▶ [Material provided]:
-----

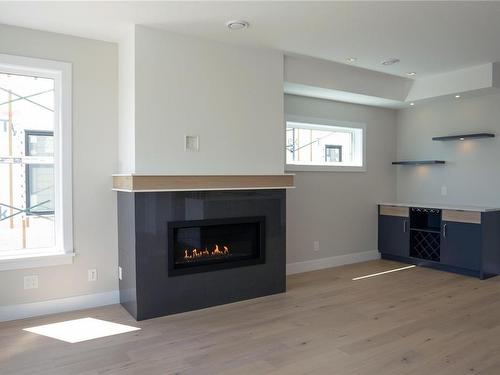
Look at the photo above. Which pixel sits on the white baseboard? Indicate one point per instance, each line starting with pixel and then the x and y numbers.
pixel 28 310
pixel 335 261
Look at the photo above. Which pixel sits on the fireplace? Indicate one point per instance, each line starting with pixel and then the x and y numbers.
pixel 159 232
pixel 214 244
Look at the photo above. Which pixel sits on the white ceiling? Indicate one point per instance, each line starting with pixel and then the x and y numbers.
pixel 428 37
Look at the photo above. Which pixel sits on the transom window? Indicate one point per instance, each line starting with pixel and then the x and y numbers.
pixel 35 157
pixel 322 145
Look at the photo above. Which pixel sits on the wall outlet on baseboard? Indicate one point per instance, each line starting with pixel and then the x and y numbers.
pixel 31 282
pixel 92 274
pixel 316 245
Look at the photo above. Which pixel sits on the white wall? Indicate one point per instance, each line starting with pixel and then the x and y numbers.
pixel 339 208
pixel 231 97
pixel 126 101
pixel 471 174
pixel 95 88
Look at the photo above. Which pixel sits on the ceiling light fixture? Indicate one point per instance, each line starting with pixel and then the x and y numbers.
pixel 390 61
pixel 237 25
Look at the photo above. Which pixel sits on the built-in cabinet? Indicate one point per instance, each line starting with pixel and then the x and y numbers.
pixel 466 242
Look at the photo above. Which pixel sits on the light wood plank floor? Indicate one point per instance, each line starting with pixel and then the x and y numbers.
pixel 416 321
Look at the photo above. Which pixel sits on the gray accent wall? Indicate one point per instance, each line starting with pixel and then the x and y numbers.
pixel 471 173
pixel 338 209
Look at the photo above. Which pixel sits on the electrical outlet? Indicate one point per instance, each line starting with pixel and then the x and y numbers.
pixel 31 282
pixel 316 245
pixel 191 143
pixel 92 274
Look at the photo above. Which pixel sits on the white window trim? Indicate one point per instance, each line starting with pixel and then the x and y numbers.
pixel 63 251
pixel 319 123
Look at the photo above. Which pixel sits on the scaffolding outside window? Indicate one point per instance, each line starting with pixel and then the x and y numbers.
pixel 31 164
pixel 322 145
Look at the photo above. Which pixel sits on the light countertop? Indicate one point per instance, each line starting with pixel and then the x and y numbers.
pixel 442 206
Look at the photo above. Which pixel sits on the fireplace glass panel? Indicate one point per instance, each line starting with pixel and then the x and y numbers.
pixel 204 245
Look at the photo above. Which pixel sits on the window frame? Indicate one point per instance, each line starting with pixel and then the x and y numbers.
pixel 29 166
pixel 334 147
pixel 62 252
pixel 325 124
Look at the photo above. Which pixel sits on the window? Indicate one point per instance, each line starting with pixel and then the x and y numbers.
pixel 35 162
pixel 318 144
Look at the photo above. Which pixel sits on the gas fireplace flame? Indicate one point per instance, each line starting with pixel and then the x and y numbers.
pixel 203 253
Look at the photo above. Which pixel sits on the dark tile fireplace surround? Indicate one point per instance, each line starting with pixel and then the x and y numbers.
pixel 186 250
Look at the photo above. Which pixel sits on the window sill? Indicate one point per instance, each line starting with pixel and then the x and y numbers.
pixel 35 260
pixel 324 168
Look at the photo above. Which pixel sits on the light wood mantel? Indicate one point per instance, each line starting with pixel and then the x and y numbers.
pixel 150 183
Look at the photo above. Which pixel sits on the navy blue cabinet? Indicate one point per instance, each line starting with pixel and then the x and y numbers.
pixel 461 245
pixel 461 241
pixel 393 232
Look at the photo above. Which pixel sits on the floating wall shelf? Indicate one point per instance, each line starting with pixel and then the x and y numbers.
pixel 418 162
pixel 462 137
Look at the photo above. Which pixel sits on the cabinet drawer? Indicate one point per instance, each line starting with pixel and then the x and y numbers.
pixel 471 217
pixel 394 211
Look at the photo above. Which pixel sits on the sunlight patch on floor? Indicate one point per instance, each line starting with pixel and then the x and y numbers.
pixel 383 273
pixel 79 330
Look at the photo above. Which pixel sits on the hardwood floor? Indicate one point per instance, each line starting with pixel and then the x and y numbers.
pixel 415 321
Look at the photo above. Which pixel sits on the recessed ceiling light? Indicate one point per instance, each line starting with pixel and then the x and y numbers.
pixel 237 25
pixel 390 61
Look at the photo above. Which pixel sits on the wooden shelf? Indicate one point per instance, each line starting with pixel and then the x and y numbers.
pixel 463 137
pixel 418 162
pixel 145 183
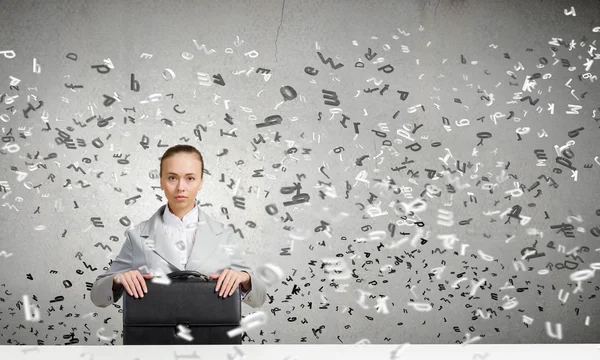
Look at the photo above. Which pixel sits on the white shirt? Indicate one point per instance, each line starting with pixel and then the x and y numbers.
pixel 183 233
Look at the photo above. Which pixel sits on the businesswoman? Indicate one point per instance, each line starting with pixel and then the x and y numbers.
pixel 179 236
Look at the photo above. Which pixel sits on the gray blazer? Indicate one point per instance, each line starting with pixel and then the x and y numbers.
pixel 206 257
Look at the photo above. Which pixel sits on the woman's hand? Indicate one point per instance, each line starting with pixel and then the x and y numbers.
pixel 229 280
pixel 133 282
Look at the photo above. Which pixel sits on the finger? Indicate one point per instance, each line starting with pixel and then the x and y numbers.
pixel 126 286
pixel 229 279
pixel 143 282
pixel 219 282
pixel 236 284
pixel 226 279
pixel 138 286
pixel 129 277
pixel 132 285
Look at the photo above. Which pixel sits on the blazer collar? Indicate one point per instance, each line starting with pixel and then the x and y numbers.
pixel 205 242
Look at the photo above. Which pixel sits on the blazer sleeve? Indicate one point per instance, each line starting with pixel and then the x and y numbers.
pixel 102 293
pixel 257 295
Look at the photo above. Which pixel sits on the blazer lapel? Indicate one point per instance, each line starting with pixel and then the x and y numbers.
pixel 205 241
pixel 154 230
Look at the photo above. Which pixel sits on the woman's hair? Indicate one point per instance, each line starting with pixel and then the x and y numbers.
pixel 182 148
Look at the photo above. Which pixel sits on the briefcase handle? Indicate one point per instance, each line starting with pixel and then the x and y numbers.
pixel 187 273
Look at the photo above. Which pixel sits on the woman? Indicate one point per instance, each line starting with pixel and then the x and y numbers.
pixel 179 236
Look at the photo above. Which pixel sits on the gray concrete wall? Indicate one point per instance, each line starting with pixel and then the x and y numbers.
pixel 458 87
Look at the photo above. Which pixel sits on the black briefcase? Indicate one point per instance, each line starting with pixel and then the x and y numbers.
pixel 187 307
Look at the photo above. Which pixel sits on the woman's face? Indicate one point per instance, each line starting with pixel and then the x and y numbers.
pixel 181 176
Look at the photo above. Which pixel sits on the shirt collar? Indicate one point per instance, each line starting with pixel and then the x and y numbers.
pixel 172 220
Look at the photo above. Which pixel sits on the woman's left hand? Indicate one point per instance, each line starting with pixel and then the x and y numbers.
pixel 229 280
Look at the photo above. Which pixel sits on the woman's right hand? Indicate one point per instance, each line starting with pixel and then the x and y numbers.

-----

▶ [Exercise]: Please set down the records above verbatim, with each picture left out.

▶ [Task output]:
Look at the photo above. Which pixel sits on the white baseboard? Indicate one point per instance, each line starting with pixel and then the x and y numbers.
pixel 28 310
pixel 335 261
Look at the photo above. Which pixel sits on the fireplace? Indicate one point per instance, each line starting with pixel and then the x and y numbers.
pixel 159 232
pixel 214 244
Look at the photo above. Which pixel sits on the white ceiling? Indicate one point per instance, each line starting with pixel and then the x and y numbers.
pixel 428 37
Look at the photo above. Which pixel sits on the transom window? Indicate one point per instance, each line starting with pixel and then the x and y numbers.
pixel 35 157
pixel 322 145
Look at the photo above. Which pixel sits on the wall outlet on baseboard? Indicate one point per instance, each line starting with pixel and then the x and y numbers.
pixel 31 282
pixel 92 274
pixel 316 245
Look at the photo above. Which pixel sits on the white wall? Indicate one point per instance, each line starting with pixel and then the x and y numbers.
pixel 339 208
pixel 231 97
pixel 126 101
pixel 471 174
pixel 95 88
Look at the photo above. Which pixel sits on the ceiling light fixture? Indicate one point per instance, each line starting with pixel and then the x and y numbers.
pixel 390 61
pixel 237 25
Look at the photo above. Which pixel sits on the built-in cabinet? Indicate one point per instance, each line starting with pixel and then the x and y numbers.
pixel 466 242
Look at the photo above. Which pixel sits on the light wood plank floor? Indicate one point per instance, each line starting with pixel and then the x and y numbers.
pixel 416 321
Look at the photo above. Which pixel sits on the gray accent wall? Indicate one point per instance, each line starting with pixel and then the x and y numbers.
pixel 471 173
pixel 338 209
Look at the photo above. Which pixel sits on the electrical outlet? Indicate one point per instance, each line starting with pixel and then the x and y numbers.
pixel 31 282
pixel 316 245
pixel 191 143
pixel 92 274
Look at the photo above. Which pixel sits on the white window trim? Indicate one point per instance, each line starting with pixel and then the x and y numbers.
pixel 63 251
pixel 319 123
Look at the photo above. Which pixel sits on the scaffolding outside window? Indicate one point per instance, each line starting with pixel and then the x and y numbers.
pixel 31 164
pixel 322 145
Look at the photo above. Which pixel sits on the light countertop? Indicate one point per instance, each line starting with pixel and then the x and y numbers.
pixel 442 206
Look at the photo above. Which pixel sits on the fireplace glass panel? Indicate one point per instance, each line starting with pixel and then the x and y numbers.
pixel 204 245
Look at the photo above. Which pixel sits on the window frame? Indicate one point per instance, each line starting with pixel and then the x and y numbers.
pixel 29 166
pixel 334 147
pixel 62 252
pixel 325 124
Look at the photo above. Which pixel sits on the window? Indicate one point per instance, each line starting with pixel and then the x and y numbers.
pixel 35 162
pixel 318 144
Look at the photo above. Which pixel sits on the gas fireplace flame? Indicate one point per instance, each line starting with pixel and then the x and y numbers.
pixel 203 253
Look at the photo above. Which pixel sits on the dark tile fireplace surround? Indicate one point per instance, each line starting with pixel and then the x and y numbers.
pixel 186 250
Look at the photo above. Which pixel sits on the window sill? Indicate one point per instance, each line starting with pixel and then the x and y numbers.
pixel 35 260
pixel 324 168
Look at the photo above. Which pixel sits on the light wood mantel? Indicate one point per instance, each line starting with pixel and then the x and y numbers.
pixel 150 183
Look at the photo above. Which pixel sits on the navy blue cabinet? Indicate one point per instance, each line starting with pixel and then the x and y numbers.
pixel 461 245
pixel 461 241
pixel 393 232
Look at the photo above. Which pixel sits on the floating wall shelf? Indicate one point per instance, each line starting with pixel and then the x and y numbers.
pixel 418 162
pixel 462 137
Look at the photo above. Which pixel sits on the cabinet drawer? Indicate one point per instance, each line starting with pixel and then the x and y numbers.
pixel 471 217
pixel 394 211
Look at the photo above. Which pixel sits on the sunlight patch on floor? Indicate one point per instance, each line starting with pixel and then the x and y numbers.
pixel 383 273
pixel 79 330
Look at the photo above. Which pixel sits on the hardwood floor? Indicate one point per instance, each line starting with pixel and then the x and y numbers.
pixel 415 321
Look at the photo above. Which pixel sits on the recessed ceiling light? Indicate one point per instance, each line starting with pixel and then the x and y numbers.
pixel 237 25
pixel 390 61
Look at the photo above. Which pixel sits on the wooden shelf? Indicate one point per instance, each line starting with pixel and then the x and y numbers.
pixel 463 137
pixel 418 162
pixel 145 183
Look at the photo above. Which pixel sits on the white shirt? Indicate one point per instance, each line starting with pixel and then the x and y numbers.
pixel 183 233
Look at the photo above. Which pixel sits on the businesswoman? Indicate one point per instance, each line starting with pixel and then the x and y numbers.
pixel 179 236
Look at the photo above. Which pixel sits on the gray blazer? Indicate one point per instance, each line starting with pixel and then the x and y numbers.
pixel 206 257
Look at the photo above. Which pixel sits on the woman's hand? Indicate one point per instance, each line starting with pixel and then the x and y numbers.
pixel 229 280
pixel 133 282
Look at the photo above. Which pixel sits on the finger? Indicate one point per instance, each line starting with pixel and then the x and y numbers.
pixel 126 286
pixel 229 279
pixel 143 282
pixel 219 282
pixel 236 284
pixel 226 279
pixel 138 286
pixel 129 277
pixel 132 285
Look at the photo above. Which pixel sits on the blazer collar? Indicate one point per instance, each line starting with pixel and then the x and y numbers.
pixel 205 242
Look at the photo above. Which pixel sits on the blazer sleeve? Indicate one point per instance, each line starting with pixel and then the x and y numbers.
pixel 102 293
pixel 257 295
Look at the photo above. Which pixel sits on the blazer lapel? Indicate one point per instance, each line starting with pixel and then the x and y numbers.
pixel 205 241
pixel 154 230
Look at the photo above. Which pixel sits on the woman's hair? Indicate one point per instance, each line starting with pixel and then the x and y numbers.
pixel 182 148
Look at the photo above. Which pixel sits on the briefcase handle? Indicate one point per instance, each line starting with pixel and then the x and y numbers.
pixel 187 273
Look at the photo above. Which pixel sits on the woman? Indicate one point per instance, each line starting with pixel and then the x and y numbers.
pixel 179 236
Look at the photo above. Which pixel sits on the gray concrete wall? Indicate one point per instance, each line starting with pixel and then the x and y numbers.
pixel 458 87
Look at the photo above. Which pixel sits on the black briefcase? Indicate one point per instance, each line starting with pixel and then the x and y numbers.
pixel 187 307
Look at the photo above. Which pixel sits on the woman's face? Indicate one point per instance, each line starting with pixel and then the x and y numbers.
pixel 181 176
Look at the photo above. Which pixel sits on the shirt collar? Indicate one point per instance, each line starting with pixel and then the x and y numbers.
pixel 172 220
Look at the photo above. Which pixel sits on the woman's left hand? Indicate one point per instance, each line starting with pixel and then the x and y numbers.
pixel 229 280
Look at the photo above. Which pixel sits on the woman's right hand? Indicate one point per instance, each line starting with pixel and then the x and y numbers.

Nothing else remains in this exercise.